_STATED PROBLEM_. Each entry below should be returned exactly as is, with the pictures removed.
[Start RECORDS SHOWN]
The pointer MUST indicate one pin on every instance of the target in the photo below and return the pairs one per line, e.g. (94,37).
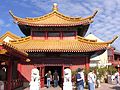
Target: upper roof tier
(54,18)
(79,45)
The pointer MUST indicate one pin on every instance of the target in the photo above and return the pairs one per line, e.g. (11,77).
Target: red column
(87,63)
(9,75)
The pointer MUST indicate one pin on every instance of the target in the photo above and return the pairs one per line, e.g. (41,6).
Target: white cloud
(1,22)
(8,25)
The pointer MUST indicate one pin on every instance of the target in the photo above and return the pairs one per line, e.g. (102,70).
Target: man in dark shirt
(55,78)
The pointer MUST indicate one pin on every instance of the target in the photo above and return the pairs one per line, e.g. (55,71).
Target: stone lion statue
(35,79)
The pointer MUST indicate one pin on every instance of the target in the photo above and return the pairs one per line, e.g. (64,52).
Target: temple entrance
(52,69)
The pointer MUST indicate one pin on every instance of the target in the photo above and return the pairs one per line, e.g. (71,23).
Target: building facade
(54,42)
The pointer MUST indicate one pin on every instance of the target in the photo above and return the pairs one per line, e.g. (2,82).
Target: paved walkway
(104,86)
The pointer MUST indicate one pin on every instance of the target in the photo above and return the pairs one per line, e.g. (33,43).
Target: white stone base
(67,86)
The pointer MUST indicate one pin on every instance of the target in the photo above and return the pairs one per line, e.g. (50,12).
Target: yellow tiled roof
(7,46)
(9,34)
(53,18)
(79,45)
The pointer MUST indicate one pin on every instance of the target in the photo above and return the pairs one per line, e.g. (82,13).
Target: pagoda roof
(54,18)
(9,47)
(79,45)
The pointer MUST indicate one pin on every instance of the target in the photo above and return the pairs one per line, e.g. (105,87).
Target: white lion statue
(67,85)
(35,79)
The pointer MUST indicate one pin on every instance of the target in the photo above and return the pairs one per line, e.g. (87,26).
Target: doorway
(52,69)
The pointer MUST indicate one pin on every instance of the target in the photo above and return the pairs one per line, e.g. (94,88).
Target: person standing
(91,80)
(80,79)
(117,77)
(55,78)
(49,77)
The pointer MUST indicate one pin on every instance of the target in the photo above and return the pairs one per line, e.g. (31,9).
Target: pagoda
(54,42)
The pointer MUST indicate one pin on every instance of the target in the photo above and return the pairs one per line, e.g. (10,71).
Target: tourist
(91,80)
(80,79)
(49,77)
(55,78)
(117,77)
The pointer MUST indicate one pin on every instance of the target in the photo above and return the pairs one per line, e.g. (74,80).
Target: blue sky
(106,24)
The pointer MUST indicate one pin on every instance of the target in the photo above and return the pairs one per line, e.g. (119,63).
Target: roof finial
(55,7)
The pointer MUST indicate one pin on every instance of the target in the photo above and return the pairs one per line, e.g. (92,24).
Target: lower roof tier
(78,45)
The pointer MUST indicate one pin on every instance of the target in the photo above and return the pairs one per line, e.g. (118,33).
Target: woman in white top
(91,80)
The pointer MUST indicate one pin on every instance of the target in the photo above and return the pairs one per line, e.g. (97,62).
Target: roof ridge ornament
(55,7)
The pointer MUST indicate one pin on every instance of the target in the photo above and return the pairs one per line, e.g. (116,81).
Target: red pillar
(9,75)
(87,63)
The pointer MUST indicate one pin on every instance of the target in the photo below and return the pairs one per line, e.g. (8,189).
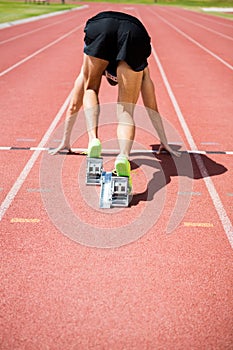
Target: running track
(69,279)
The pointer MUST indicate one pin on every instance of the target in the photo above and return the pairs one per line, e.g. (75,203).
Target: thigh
(129,83)
(93,69)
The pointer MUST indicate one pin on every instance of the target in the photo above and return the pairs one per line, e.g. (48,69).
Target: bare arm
(149,100)
(71,114)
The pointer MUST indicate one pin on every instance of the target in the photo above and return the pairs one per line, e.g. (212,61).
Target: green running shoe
(122,166)
(94,149)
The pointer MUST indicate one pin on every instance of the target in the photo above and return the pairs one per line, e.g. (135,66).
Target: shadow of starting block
(94,170)
(114,191)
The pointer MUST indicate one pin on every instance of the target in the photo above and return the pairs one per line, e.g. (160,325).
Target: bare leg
(71,114)
(92,70)
(129,89)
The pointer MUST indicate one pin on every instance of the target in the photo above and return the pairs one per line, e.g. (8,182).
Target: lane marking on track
(198,224)
(39,51)
(26,170)
(23,220)
(36,18)
(41,27)
(226,223)
(194,41)
(26,140)
(109,150)
(39,190)
(188,193)
(200,25)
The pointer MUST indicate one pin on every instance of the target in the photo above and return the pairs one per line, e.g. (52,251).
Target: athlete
(117,45)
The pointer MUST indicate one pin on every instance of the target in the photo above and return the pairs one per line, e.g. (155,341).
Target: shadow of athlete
(184,166)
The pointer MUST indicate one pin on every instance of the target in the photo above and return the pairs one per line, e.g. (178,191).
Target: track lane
(160,291)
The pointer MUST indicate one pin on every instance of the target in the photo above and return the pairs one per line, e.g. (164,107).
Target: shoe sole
(95,152)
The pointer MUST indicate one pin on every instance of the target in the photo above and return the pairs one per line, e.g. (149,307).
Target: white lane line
(40,50)
(36,18)
(110,150)
(26,170)
(199,25)
(194,41)
(226,223)
(41,27)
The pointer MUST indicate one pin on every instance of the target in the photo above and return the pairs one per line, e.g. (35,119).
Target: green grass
(11,11)
(14,10)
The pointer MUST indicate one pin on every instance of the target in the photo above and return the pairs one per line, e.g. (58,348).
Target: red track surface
(163,290)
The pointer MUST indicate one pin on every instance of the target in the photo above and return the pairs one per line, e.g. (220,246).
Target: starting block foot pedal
(94,170)
(114,191)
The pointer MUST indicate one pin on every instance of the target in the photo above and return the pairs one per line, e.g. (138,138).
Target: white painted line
(200,25)
(5,148)
(217,9)
(25,140)
(195,42)
(39,51)
(26,170)
(111,150)
(37,18)
(226,223)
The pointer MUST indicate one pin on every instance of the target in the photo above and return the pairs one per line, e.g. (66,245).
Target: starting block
(114,191)
(94,170)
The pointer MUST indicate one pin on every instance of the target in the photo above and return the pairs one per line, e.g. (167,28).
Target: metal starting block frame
(114,191)
(94,170)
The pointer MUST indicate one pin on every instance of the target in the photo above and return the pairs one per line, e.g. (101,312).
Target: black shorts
(115,36)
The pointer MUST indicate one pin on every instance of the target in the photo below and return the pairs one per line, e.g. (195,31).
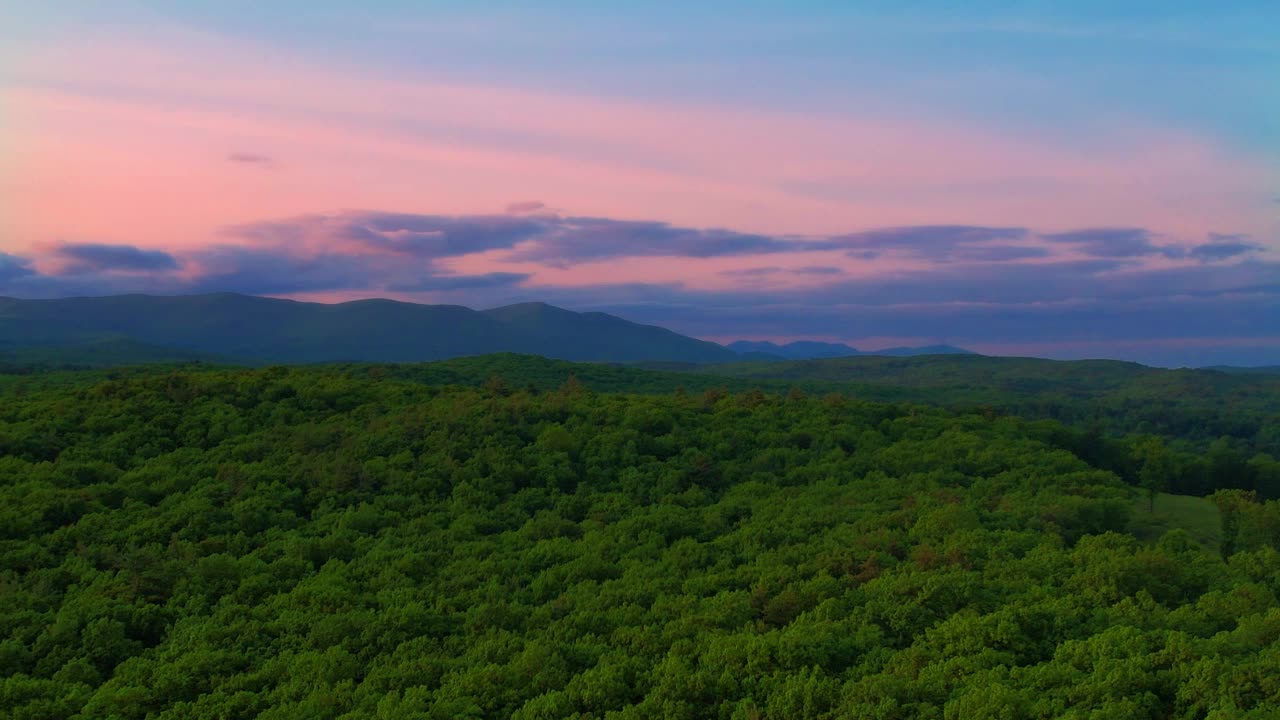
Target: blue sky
[End RECORDS SHOWN]
_RESPONSE BELOW_.
The pointer MUST indicate one pin on every instance of the target in the photo below and return the pairs one per line, e.g. (94,37).
Target: upper roof tier
(54,18)
(79,45)
The pointer MUST indicate one pin on every instance of the target in the photo above and return the pairs one per line, e.g. (11,77).
Target: red column
(87,63)
(9,75)
The pointer MUST indicate one pin on every instance of the target in the photo above and return the pairs one per line, e.g. (41,6).
Target: white cloud
(1,22)
(8,25)
The pointer MUST indicate one pin on every instance of the target in the photo above and return the pairs one per line, e.g. (102,70).
Target: man in dark shirt
(55,78)
The pointer MUST indicate one pin on every instance of the target in the photo above and return the pairs one per line, e.g. (55,71).
Target: stone lion statue
(35,79)
The pointer MUST indicate one pin on every instance of the target in the photo above and return the pairs one per line, e.g. (64,52).
Target: temple entrance
(52,69)
The pointer MUST indicate one pin on every instance of the target in the photo above and return the pairs one per line, e.g. (71,23).
Target: building facade
(54,42)
The pointer MUST indicate one pin on every instance of the target in the photo above and return the pairs one per line, e.g. (2,82).
Target: paved walkway
(104,86)
The pointer MUST indicate one pin on every instance of the target in the photo above and return the pairs one per line, e.g. (33,43).
Target: white stone base
(67,86)
The pointer MUST indicate one pin on every instance of the target in the photo above and return the pairs one per line, e.g. (50,12).
Target: yellow tiled roof
(7,46)
(9,34)
(53,18)
(79,45)
The pointer MUST indicate one pin on every instance of the target in the photo above and return the pairs one per line, e.g. (82,13).
Target: pagoda roof
(54,18)
(9,47)
(79,45)
The pointer MUST indicate one pin on every instance of the target in the photo above and return the pairs one per line, e.g. (105,87).
Target: white lion statue
(67,85)
(35,79)
The pointer MUST indicate one pin on every instance of the target in the photo above and return the pairs one per line, e.g. (87,26).
Target: doorway
(52,69)
The pointer MUST indicate one pin on every instance of the target in the photo above and return the pairs one per line, e.g. (94,88).
Target: person standing
(91,80)
(80,79)
(117,77)
(55,78)
(49,77)
The pointer MUST indicate one pin on every instance of the target in the photo above and return the pairs one per line, e.g. (31,9).
Target: pagoda
(54,42)
The pointer MUST indicate one pin on every instance of the target in the photo above and return the pairs one per line, e.g. (10,71).
Target: tourist
(91,80)
(80,79)
(49,77)
(55,78)
(117,77)
The pointer MUST indicate one pin on every instance of the target in the photo above and return the pairs one per line, e.g. (74,80).
Target: blue sky
(106,24)
The pointer MUST indicate one pin on every instance of the target in the photo above and return the pairs one per line, e.g. (119,63).
Target: roof finial
(55,7)
The pointer MUST indicate one pin on every instance of the target in the photo above and return the pairs one per line, e.g. (92,24).
Target: lower roof tier
(78,45)
The pointer MUST indicate one pin on every instance of the target in the photo above and return the pairs one per line, e.g. (118,33).
Target: woman in white top
(91,80)
The pointer MUST indicate one pin on every instance of the target in the photo above and return the pairs one per line, e.g. (97,62).
Target: roof ridge ornament
(55,7)
The pointer MUST indicate one pin on every instance of the target in the photo above and return the pairs one per line, e.g. (116,81).
Target: red pillar
(9,75)
(87,63)
The pointer MUST indicate one pin on every instance of the target in the photo below and return the pairs one per line, e.g. (8,189).
Target: running track
(69,279)
The pointer MUST indicate one pin on every instance of the target in the photo above and return the pairs one per line, e.g. (75,203).
Target: thigh
(129,83)
(93,69)
The pointer MUST indicate one pin on every instance of the target in the photo above and return the pairs one per line, e.g. (48,69).
Target: bare arm
(149,100)
(71,114)
The pointer MUST indicate one pin on every instance of the target in the photo above and return the pairs one per line, e.g. (212,61).
Target: green running shoe
(122,166)
(94,149)
The pointer MUST indicate one pin on every instance of the target in the photo above and return the pairs one per line, e.g. (135,66).
Target: shadow of starting block
(94,170)
(114,191)
The pointer MUST indicate one pin on every instance of the target in the photo above and return the pairs one per line, e.g. (160,325).
Target: bare leg
(71,114)
(92,70)
(129,89)
The pointer MUST indicate one pin on every instance of the target in the photo above and return the pairs one per line, e.g. (8,182).
Target: lane marking on track
(198,224)
(39,51)
(26,170)
(23,220)
(36,18)
(41,27)
(226,223)
(194,41)
(26,140)
(109,150)
(39,190)
(188,193)
(200,25)
The pointer MUST indicate one pin on every instance of the target in the photo above and return the pairs one per line, e.g. (52,251).
Target: athlete
(117,45)
The pointer MUST indicate one pin on every instance of the target in the photo above and return the pairs one per line, e.g. (155,341).
Target: shadow of athlete
(184,166)
The pointer MUST indicate one pin on every instance of the target in the photo above and return the pairs one per line, e.g. (178,191).
Target: track lane
(160,291)
The pointer MUST indicate one pin on every instance of the target in the photo above and return the pairs one per line, e.g. (164,107).
Target: shoe sole
(95,152)
The pointer MUST indicate one pin on every instance of the target in the photo above and return the pairs one per line, e.g. (149,307).
Target: white lane line
(40,50)
(36,18)
(110,150)
(26,170)
(199,25)
(194,41)
(226,223)
(41,27)
The pointer MUST indicate one pin on every instance of the target in the photo above and return the pairs one per line, e.g. (35,119).
Target: green grass
(11,11)
(14,10)
The pointer MUST indicate one pin on every instance of the target in the photo above and return the pairs one per line, e.g. (58,348).
Target: red track surface
(163,290)
The pointer MUST indicate one pin on every instance of the target in the photo above and return the pairs one per line, e.g. (220,246).
Target: starting block foot pedal
(94,170)
(114,191)
The pointer MUST indicate one pin on every instance of the target in the photo above and return the pairs one per line, e.g. (138,138).
Target: white painted line
(200,25)
(5,148)
(217,9)
(25,140)
(195,42)
(39,51)
(26,170)
(111,150)
(37,18)
(226,223)
The pointer MUST indicate one pin on every instance of the target in the photo above and return the pairs one per line, e.g. (66,245).
Target: starting block
(114,191)
(94,170)
The pointer MUST indicate one pin on every instance of the target in the photo above and return the pairs one per line, e.g. (167,28).
Target: metal starting block frame
(114,191)
(94,170)
The pointer MUST indicate one pin on every instance of the target in the photo above and return the pairs one per line, e.g. (101,312).
Target: black shorts
(115,36)
The pointer MUST indicate one pin on every instance of the target in the photo below and return the pairs one per line, e.g. (195,31).
Target: blue sky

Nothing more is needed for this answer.